### Work to complete:
Pull out each line of the material below that contains the string "wire" and copy every such line in full. Case counts when matching.

BEGIN Supplied entries

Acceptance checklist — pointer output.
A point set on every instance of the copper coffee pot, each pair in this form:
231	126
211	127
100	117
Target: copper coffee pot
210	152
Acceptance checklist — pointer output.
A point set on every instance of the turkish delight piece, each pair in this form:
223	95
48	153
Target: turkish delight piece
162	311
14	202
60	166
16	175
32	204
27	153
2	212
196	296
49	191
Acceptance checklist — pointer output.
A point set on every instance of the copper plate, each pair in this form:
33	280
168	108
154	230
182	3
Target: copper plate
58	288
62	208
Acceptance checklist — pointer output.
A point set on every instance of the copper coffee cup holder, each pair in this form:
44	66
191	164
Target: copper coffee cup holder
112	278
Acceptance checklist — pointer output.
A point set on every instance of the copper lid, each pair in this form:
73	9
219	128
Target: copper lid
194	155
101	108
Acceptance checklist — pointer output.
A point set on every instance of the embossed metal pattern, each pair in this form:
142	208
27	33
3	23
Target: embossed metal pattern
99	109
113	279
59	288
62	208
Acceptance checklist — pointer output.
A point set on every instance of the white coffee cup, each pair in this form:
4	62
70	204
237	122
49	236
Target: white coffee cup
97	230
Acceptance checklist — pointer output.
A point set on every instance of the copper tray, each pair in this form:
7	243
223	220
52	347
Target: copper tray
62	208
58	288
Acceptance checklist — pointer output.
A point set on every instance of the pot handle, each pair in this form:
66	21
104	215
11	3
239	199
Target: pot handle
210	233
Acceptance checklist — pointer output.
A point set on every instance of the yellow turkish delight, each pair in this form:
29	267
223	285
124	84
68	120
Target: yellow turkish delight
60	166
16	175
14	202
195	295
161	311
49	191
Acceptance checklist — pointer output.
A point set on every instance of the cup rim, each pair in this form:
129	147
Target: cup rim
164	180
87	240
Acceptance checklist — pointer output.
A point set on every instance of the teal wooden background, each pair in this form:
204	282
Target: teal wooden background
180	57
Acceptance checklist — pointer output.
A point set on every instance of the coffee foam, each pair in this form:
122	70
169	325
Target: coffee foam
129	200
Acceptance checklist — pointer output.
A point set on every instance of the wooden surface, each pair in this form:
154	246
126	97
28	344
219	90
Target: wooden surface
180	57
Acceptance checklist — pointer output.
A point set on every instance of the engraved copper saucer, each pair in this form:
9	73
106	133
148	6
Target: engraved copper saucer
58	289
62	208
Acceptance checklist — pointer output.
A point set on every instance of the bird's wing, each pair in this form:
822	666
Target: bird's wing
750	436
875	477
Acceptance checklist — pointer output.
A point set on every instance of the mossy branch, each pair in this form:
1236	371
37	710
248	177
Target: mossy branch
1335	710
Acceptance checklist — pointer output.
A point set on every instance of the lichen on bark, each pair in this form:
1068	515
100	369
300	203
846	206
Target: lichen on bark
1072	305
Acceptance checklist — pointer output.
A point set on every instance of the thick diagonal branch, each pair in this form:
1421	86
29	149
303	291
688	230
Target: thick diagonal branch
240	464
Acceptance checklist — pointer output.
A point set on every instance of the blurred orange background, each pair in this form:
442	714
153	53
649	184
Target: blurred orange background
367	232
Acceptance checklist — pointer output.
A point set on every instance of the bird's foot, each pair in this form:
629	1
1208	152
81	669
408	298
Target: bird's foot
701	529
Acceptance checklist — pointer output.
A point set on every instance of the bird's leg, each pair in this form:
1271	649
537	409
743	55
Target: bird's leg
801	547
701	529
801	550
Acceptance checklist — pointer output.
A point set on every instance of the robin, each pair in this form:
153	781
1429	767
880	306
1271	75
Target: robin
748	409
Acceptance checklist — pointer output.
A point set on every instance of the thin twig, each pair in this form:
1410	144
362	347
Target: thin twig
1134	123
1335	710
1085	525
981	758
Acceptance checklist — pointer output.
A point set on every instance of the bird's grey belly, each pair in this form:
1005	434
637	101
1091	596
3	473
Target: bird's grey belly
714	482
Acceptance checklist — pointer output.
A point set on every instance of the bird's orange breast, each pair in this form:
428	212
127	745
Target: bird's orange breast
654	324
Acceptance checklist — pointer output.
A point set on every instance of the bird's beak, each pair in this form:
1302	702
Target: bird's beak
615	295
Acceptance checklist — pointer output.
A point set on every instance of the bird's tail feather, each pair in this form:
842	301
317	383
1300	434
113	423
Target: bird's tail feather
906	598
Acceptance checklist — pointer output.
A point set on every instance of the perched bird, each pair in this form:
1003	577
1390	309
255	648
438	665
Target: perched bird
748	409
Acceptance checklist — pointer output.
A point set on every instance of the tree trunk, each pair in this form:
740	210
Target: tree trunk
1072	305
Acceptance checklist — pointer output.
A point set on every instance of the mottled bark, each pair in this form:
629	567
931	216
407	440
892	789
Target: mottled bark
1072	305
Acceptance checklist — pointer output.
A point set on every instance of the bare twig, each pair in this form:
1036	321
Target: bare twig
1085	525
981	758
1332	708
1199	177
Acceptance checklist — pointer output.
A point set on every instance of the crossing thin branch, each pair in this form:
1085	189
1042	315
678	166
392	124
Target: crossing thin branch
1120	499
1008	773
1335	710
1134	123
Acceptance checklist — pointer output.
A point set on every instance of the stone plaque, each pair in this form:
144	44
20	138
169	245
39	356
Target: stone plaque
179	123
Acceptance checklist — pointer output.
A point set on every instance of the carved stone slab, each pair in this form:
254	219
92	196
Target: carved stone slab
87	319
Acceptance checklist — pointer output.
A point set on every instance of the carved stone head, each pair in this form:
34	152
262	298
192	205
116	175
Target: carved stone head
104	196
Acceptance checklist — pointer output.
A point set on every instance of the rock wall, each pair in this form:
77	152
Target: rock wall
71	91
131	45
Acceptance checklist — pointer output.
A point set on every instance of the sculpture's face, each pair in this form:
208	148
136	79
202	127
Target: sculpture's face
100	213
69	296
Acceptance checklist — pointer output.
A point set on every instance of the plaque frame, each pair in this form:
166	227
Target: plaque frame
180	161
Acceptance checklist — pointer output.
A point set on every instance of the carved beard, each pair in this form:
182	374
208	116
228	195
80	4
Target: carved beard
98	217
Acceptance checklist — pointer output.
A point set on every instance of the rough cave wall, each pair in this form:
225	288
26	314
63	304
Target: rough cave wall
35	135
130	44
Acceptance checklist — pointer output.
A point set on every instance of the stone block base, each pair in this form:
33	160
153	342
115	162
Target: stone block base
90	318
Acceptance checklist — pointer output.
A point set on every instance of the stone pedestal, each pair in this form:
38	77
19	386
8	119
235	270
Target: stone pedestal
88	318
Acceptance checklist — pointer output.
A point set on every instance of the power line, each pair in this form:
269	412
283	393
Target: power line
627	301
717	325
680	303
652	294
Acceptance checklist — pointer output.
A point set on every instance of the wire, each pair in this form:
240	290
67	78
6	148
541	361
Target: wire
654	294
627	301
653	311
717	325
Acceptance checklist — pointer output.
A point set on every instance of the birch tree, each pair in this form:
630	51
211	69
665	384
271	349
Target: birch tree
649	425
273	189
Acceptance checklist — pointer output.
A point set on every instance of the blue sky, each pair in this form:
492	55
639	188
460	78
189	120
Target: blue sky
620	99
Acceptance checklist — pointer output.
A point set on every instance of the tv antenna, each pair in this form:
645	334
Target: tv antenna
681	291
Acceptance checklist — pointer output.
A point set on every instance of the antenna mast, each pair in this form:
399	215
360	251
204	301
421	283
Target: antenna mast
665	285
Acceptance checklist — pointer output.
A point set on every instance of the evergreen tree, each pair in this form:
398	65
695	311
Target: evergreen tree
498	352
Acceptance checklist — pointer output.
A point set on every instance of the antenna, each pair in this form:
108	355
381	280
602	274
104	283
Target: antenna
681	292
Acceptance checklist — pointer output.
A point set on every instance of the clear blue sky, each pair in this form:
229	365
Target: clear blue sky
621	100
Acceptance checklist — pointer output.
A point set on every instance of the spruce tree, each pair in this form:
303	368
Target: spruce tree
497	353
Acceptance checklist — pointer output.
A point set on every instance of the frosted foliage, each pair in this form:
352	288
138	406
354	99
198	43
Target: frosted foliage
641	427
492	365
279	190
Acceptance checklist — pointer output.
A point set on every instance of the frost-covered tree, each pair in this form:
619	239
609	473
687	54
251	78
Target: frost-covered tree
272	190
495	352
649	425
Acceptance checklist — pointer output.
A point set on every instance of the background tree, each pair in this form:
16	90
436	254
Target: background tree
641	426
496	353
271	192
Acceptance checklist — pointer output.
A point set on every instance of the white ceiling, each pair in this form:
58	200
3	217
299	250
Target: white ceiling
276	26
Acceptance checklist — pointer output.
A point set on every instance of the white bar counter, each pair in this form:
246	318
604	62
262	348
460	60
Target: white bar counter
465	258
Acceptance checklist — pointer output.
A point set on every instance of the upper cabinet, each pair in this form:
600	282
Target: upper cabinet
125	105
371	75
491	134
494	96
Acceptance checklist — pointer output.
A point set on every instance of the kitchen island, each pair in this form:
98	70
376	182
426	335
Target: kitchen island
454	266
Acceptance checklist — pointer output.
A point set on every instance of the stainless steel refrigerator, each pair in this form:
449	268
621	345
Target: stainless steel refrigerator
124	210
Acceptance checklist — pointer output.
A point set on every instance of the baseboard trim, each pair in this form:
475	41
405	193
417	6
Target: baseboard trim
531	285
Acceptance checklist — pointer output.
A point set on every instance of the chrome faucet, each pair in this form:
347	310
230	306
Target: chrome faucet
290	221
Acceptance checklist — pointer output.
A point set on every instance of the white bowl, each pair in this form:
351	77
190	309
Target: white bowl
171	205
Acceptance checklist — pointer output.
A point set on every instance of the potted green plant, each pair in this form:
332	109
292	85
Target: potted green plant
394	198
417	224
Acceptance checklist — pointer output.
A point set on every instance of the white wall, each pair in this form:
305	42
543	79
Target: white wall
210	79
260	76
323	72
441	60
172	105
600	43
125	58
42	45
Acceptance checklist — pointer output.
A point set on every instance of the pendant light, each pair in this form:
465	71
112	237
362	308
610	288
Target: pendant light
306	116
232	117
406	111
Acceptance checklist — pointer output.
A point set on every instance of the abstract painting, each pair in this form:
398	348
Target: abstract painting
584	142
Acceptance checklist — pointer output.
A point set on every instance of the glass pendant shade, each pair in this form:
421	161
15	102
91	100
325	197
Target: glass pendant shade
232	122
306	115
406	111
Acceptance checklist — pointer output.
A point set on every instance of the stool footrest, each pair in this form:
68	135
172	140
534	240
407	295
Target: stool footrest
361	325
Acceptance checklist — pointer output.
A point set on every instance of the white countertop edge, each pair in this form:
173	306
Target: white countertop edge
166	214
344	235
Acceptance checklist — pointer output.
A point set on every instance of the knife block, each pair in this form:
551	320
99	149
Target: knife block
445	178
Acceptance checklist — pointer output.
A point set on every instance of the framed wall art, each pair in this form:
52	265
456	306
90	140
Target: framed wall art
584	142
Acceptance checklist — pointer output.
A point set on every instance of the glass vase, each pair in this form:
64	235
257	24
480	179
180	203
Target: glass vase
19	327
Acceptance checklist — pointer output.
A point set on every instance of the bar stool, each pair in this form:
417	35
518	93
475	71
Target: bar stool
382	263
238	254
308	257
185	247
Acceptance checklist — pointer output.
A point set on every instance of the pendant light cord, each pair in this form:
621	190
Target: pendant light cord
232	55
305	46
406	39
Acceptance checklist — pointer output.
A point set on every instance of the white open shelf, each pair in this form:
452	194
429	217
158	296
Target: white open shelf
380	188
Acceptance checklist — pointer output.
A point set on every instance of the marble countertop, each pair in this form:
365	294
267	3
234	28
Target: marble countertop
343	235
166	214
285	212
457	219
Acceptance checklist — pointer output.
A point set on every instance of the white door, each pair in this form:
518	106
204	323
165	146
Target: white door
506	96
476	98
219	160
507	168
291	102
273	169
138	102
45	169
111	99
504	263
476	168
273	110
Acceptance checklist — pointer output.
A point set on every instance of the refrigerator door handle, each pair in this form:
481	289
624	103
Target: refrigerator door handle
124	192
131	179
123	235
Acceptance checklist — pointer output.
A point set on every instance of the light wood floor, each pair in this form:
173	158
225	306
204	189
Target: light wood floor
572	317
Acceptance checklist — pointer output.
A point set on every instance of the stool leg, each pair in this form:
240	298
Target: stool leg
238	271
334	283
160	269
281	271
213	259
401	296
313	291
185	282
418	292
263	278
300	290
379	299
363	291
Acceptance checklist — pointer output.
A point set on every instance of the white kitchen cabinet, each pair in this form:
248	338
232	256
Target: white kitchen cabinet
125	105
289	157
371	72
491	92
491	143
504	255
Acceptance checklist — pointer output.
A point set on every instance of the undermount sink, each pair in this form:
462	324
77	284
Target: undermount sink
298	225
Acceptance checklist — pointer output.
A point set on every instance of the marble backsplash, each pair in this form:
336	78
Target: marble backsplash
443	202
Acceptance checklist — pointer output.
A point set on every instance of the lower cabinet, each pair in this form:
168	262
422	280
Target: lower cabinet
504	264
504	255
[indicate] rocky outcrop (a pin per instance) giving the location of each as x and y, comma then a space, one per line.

END Supplied entries

### Response:
A point set on every instance of the wire, each pair in this form:
Target: wire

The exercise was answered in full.